• _CHALLENGE_
Return the material word for word. Do not include the pictures.

# # #

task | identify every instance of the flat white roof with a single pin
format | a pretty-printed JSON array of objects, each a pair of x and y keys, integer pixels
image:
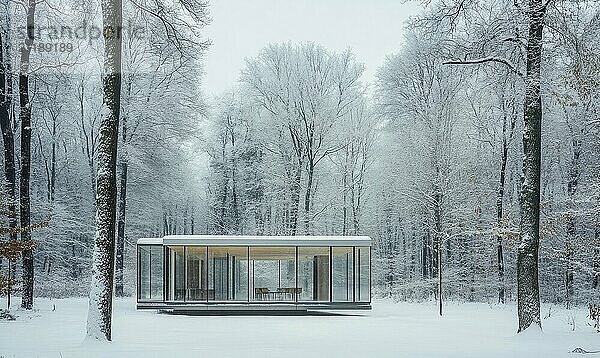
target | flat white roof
[{"x": 223, "y": 240}]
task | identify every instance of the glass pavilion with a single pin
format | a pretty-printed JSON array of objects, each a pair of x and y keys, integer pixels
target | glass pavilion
[{"x": 190, "y": 272}]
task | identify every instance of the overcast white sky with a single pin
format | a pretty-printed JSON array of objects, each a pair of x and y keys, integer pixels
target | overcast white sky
[{"x": 240, "y": 28}]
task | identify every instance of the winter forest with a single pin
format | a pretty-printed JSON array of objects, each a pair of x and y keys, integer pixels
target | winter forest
[{"x": 470, "y": 154}]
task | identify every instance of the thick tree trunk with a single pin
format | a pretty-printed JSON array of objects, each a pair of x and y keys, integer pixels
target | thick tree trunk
[
  {"x": 9, "y": 151},
  {"x": 506, "y": 136},
  {"x": 8, "y": 138},
  {"x": 120, "y": 247},
  {"x": 528, "y": 294},
  {"x": 596, "y": 278},
  {"x": 293, "y": 220},
  {"x": 101, "y": 293},
  {"x": 121, "y": 228},
  {"x": 571, "y": 228},
  {"x": 25, "y": 117},
  {"x": 307, "y": 198}
]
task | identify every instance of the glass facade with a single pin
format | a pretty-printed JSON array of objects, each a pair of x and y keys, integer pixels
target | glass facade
[
  {"x": 196, "y": 273},
  {"x": 313, "y": 273},
  {"x": 151, "y": 277},
  {"x": 362, "y": 261},
  {"x": 273, "y": 274},
  {"x": 342, "y": 274},
  {"x": 253, "y": 274},
  {"x": 228, "y": 273}
]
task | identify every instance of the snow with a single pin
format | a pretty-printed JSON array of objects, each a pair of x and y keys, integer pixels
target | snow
[{"x": 389, "y": 330}]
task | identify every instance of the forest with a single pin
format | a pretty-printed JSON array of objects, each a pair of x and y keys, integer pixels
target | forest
[{"x": 472, "y": 159}]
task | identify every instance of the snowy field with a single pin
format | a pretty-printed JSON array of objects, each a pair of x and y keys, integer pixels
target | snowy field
[{"x": 389, "y": 330}]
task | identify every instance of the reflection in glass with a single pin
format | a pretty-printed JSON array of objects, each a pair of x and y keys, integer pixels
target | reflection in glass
[
  {"x": 342, "y": 274},
  {"x": 196, "y": 273},
  {"x": 176, "y": 273},
  {"x": 144, "y": 262},
  {"x": 156, "y": 272},
  {"x": 313, "y": 273},
  {"x": 228, "y": 273},
  {"x": 363, "y": 266},
  {"x": 273, "y": 274}
]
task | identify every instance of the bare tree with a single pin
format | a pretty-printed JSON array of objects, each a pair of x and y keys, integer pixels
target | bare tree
[{"x": 101, "y": 293}]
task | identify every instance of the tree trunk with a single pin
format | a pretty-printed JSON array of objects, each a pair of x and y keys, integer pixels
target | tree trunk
[
  {"x": 25, "y": 117},
  {"x": 506, "y": 136},
  {"x": 596, "y": 278},
  {"x": 528, "y": 294},
  {"x": 293, "y": 221},
  {"x": 121, "y": 228},
  {"x": 571, "y": 229},
  {"x": 120, "y": 249},
  {"x": 307, "y": 197},
  {"x": 8, "y": 138},
  {"x": 100, "y": 306}
]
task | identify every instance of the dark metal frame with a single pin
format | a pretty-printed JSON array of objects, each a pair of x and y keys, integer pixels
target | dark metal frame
[{"x": 168, "y": 301}]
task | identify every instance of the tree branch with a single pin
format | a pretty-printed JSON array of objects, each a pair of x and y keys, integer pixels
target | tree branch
[{"x": 485, "y": 60}]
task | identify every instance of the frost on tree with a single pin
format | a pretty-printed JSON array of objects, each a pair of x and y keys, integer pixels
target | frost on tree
[{"x": 101, "y": 292}]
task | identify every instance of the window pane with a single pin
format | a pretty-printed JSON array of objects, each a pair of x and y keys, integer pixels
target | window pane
[
  {"x": 176, "y": 274},
  {"x": 228, "y": 273},
  {"x": 273, "y": 274},
  {"x": 156, "y": 273},
  {"x": 363, "y": 267},
  {"x": 342, "y": 274},
  {"x": 313, "y": 273},
  {"x": 144, "y": 267},
  {"x": 196, "y": 273}
]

# # #

• _EXERCISE RESPONSE_
task | identify every instance of the flat white roof with a single pin
format | a pretty-printed JSON array of objects, each a pair of x and y keys, integer pixels
image:
target | flat white roof
[{"x": 223, "y": 240}]
task | identify every instance of the glass pavilion with a single pin
format | a pretty-printed JSON array of objects, each a pair of x and y keys, integer pixels
target | glass pavilion
[{"x": 190, "y": 272}]
task | identify every instance of the overcast white sky with a single pin
format | a pretty-printed JSON array of objects, each a pair of x and y keys, integer pixels
target | overcast white sky
[{"x": 240, "y": 28}]
task | identify every instance of the winter forest with a single pin
format | a pretty-printed JSON array of objects, each a pair of x and y keys, integer pixels
target | winter forest
[{"x": 470, "y": 154}]
task | identify every instance of the thick tree trunk with a single pin
format | a pretty-printed JSON array of objects, each a pair of x and y keys, integer pixels
target | thick tree trunk
[
  {"x": 9, "y": 151},
  {"x": 506, "y": 136},
  {"x": 8, "y": 138},
  {"x": 120, "y": 247},
  {"x": 528, "y": 294},
  {"x": 596, "y": 278},
  {"x": 293, "y": 220},
  {"x": 101, "y": 293},
  {"x": 121, "y": 228},
  {"x": 571, "y": 228},
  {"x": 25, "y": 117},
  {"x": 307, "y": 198}
]
task | identify every instance of the glass facade with a single pin
format | a pretty-printed JSON array of objects, each a pair of x and y keys, integer pixels
target | glass facade
[
  {"x": 196, "y": 273},
  {"x": 313, "y": 273},
  {"x": 151, "y": 277},
  {"x": 362, "y": 261},
  {"x": 273, "y": 274},
  {"x": 342, "y": 274},
  {"x": 253, "y": 274},
  {"x": 228, "y": 273}
]
task | identify every instance of the snow with a single pin
format | a pretty-printed JSON array of objects, each a pair of x and y keys, integer pixels
target | snow
[{"x": 389, "y": 330}]
task | identify every instance of the forest with a single pin
format | a pretty-printed JSON array of objects, each a pair of x and y keys, integer pixels
target | forest
[{"x": 472, "y": 159}]
task | identify every instance of the snowy field with a single pin
format | a pretty-printed JSON array of objects, each a pair of x and y keys, integer pixels
target | snowy field
[{"x": 389, "y": 330}]
task | identify every instance of the reflection in glass with a single pin
format | a pretty-printed JSON array of objects, each a pair of x and y keys, integer pixels
target | reflection in glass
[
  {"x": 342, "y": 274},
  {"x": 196, "y": 273},
  {"x": 176, "y": 273},
  {"x": 144, "y": 262},
  {"x": 156, "y": 272},
  {"x": 313, "y": 273},
  {"x": 228, "y": 273},
  {"x": 363, "y": 266},
  {"x": 273, "y": 274}
]
task | identify every instance of the bare tree with a single pin
format | a pretty-printed JSON array of objects, each a pair of x and y keys, integer pixels
target | bare tree
[{"x": 101, "y": 293}]
task | identify every instance of the tree trunk with a single pin
format | a pretty-printed JSON array of objects, each a pair of x and y keys, integer pixels
target | tree trunk
[
  {"x": 25, "y": 117},
  {"x": 506, "y": 136},
  {"x": 596, "y": 278},
  {"x": 528, "y": 294},
  {"x": 293, "y": 221},
  {"x": 121, "y": 228},
  {"x": 571, "y": 229},
  {"x": 120, "y": 249},
  {"x": 307, "y": 197},
  {"x": 8, "y": 138},
  {"x": 100, "y": 306}
]
task | identify every instance of the dark metal frame with a single pin
format | a pretty-printed JSON array of objects, each a pair of x and y keys, integer pixels
target | dark metal frame
[{"x": 168, "y": 301}]
task | identify every instance of the tree branch with a single pin
format | a pretty-printed JSON array of objects, each a pair of x and y keys, integer pixels
target | tree branch
[{"x": 485, "y": 60}]
task | identify every instance of the frost on tree with a single pin
format | a pretty-printed JSON array of objects, each a pair of x and y keys, integer pixels
target | frost on tree
[{"x": 101, "y": 292}]
task | identify every instance of the window pane with a single pin
format | a pretty-printed JSON array of objects, each a pair of x and y keys, integer pixels
target | window pane
[
  {"x": 176, "y": 274},
  {"x": 228, "y": 273},
  {"x": 273, "y": 274},
  {"x": 156, "y": 273},
  {"x": 363, "y": 267},
  {"x": 342, "y": 274},
  {"x": 313, "y": 273},
  {"x": 144, "y": 267},
  {"x": 196, "y": 273}
]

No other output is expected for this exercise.